## GIVEN REQUEST
Quote the lines below exactly, from the one that holds "the black and white fur" through the final line of the records, and only those.

[Entries taken from a collection]
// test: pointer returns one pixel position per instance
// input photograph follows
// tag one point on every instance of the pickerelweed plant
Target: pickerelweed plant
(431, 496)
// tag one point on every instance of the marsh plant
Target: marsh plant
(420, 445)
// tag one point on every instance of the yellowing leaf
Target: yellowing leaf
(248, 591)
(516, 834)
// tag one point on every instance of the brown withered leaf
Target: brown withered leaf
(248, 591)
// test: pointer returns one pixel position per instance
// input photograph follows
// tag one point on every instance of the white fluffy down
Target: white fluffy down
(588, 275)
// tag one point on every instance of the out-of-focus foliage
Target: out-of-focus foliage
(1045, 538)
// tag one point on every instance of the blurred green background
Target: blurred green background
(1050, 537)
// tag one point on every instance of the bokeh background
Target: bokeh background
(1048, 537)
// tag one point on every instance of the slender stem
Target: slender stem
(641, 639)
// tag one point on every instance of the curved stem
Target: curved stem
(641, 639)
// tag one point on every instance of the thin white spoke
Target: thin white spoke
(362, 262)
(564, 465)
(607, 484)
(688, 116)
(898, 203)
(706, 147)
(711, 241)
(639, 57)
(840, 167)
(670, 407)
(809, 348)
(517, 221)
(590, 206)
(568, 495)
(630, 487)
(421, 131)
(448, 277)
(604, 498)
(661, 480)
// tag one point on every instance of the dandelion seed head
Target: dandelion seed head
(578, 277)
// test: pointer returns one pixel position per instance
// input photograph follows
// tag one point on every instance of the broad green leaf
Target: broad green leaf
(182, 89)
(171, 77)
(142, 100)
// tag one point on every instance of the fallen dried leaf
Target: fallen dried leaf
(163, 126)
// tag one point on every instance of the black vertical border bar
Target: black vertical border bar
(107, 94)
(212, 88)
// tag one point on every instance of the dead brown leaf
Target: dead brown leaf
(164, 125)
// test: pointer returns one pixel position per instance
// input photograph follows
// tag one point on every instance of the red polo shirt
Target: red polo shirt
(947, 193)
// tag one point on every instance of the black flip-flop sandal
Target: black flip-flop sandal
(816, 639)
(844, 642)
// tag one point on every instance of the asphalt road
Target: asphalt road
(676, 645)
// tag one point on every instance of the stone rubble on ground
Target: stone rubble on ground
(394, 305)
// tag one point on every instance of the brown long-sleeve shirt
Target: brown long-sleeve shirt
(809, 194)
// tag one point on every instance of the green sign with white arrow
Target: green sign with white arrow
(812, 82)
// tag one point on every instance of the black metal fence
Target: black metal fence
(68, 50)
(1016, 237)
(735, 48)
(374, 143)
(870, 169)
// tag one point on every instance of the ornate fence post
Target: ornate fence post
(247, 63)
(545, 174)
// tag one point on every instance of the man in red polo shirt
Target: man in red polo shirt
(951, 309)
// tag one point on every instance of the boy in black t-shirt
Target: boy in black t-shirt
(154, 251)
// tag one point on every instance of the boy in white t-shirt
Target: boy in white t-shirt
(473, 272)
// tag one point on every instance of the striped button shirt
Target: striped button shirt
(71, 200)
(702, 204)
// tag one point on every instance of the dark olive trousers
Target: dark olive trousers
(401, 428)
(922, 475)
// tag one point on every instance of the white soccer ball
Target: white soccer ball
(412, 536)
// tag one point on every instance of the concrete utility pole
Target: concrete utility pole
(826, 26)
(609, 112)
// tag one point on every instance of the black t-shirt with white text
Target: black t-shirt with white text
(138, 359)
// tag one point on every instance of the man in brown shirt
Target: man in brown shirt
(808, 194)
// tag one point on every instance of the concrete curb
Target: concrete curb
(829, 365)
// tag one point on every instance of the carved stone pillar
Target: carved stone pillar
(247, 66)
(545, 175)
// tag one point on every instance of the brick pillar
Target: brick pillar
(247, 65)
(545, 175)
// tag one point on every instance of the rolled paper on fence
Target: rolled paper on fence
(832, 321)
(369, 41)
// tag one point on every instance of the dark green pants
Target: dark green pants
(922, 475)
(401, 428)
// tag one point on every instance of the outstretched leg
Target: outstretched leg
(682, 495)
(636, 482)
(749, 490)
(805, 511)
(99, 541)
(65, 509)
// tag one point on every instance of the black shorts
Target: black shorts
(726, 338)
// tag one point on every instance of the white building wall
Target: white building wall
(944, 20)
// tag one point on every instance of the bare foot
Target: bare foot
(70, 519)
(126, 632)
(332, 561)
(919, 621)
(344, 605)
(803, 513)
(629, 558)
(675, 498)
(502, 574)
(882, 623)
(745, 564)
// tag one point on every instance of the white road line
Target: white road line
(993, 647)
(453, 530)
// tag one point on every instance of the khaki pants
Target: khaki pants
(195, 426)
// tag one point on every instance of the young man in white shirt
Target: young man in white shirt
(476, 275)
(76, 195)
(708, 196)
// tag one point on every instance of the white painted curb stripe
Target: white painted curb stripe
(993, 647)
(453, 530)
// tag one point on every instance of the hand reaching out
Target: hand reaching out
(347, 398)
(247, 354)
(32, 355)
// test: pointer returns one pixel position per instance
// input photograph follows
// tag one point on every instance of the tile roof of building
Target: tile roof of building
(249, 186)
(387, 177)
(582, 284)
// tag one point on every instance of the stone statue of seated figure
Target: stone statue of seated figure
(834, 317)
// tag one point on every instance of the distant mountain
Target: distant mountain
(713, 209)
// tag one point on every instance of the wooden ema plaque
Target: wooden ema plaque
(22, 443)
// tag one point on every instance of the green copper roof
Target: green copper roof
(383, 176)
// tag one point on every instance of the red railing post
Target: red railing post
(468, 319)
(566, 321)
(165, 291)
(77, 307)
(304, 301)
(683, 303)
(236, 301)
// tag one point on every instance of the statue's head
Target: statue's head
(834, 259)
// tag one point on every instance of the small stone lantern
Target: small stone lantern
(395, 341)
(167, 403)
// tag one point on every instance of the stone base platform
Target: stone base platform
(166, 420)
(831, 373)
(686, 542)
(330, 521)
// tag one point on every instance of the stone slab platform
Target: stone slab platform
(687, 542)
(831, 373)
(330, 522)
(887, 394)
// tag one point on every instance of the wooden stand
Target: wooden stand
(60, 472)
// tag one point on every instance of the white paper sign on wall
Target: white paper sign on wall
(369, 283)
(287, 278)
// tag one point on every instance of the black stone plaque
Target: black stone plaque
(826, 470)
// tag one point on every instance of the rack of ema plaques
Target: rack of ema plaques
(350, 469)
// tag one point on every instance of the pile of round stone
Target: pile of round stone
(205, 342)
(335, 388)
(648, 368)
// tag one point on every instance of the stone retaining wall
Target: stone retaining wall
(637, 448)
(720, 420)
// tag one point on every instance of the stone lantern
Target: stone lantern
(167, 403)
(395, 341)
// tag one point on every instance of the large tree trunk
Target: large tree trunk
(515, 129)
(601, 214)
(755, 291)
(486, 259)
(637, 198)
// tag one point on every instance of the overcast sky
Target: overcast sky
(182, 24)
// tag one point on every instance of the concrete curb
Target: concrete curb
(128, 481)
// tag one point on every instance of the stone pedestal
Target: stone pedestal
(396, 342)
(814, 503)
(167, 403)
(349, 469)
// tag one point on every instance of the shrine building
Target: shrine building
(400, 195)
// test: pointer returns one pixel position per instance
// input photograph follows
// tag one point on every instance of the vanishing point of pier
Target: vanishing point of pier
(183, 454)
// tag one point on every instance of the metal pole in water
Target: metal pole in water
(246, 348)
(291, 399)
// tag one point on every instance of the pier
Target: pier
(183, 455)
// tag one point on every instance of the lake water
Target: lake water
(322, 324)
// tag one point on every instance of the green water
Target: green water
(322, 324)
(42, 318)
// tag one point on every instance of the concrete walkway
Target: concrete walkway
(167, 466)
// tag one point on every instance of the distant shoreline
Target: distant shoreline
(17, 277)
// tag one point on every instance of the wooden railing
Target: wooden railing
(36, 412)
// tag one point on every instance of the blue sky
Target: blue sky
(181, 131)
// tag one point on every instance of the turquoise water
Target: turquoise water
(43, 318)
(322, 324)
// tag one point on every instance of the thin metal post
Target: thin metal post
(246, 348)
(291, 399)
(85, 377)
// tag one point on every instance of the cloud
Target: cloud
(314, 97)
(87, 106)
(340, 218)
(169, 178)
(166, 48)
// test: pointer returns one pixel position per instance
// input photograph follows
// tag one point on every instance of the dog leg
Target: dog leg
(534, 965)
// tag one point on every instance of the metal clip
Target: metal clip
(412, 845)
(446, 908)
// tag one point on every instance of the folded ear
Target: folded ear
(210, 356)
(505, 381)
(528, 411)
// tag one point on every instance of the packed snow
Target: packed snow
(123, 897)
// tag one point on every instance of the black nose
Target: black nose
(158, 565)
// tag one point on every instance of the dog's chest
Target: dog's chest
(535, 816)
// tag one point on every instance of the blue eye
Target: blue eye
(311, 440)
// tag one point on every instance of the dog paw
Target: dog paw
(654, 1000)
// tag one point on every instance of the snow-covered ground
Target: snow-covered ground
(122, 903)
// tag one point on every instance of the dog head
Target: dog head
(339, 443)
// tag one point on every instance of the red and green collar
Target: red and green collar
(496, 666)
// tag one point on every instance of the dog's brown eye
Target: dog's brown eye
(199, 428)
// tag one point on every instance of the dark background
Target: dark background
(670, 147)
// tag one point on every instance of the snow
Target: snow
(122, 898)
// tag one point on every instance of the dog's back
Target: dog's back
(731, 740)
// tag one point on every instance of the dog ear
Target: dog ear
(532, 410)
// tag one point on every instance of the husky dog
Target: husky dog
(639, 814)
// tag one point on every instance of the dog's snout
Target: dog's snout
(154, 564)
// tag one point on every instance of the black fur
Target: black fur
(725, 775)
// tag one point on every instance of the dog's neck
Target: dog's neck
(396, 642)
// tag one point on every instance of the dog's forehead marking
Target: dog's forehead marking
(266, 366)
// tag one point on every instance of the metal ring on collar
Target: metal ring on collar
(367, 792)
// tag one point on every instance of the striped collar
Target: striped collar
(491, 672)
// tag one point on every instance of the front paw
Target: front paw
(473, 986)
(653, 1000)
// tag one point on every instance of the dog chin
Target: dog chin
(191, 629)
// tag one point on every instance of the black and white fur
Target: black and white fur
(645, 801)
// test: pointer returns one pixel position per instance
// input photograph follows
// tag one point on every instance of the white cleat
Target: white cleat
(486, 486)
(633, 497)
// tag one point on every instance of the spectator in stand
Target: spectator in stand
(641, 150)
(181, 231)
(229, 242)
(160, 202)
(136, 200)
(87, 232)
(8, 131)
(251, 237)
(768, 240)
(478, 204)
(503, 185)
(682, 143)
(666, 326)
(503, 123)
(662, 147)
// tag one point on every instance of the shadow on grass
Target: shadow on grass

## ANSWER TO THE TASK
// tag one point on every instance of the black and white fur
Target: black and white fur
(645, 801)
// test: pointer returns one pixel position per instance
// input photograph follows
// tag one point on every instance of the white cleat
Target: white cleat
(486, 486)
(633, 497)
// tag one point on every instance of the spectator in stand
Target: spectator in stand
(641, 150)
(181, 231)
(229, 242)
(160, 202)
(136, 200)
(87, 232)
(8, 131)
(251, 237)
(768, 240)
(478, 204)
(503, 185)
(682, 143)
(666, 326)
(503, 123)
(662, 147)
// tag one point on every instance of the shadow on grass
Target: shadow on grass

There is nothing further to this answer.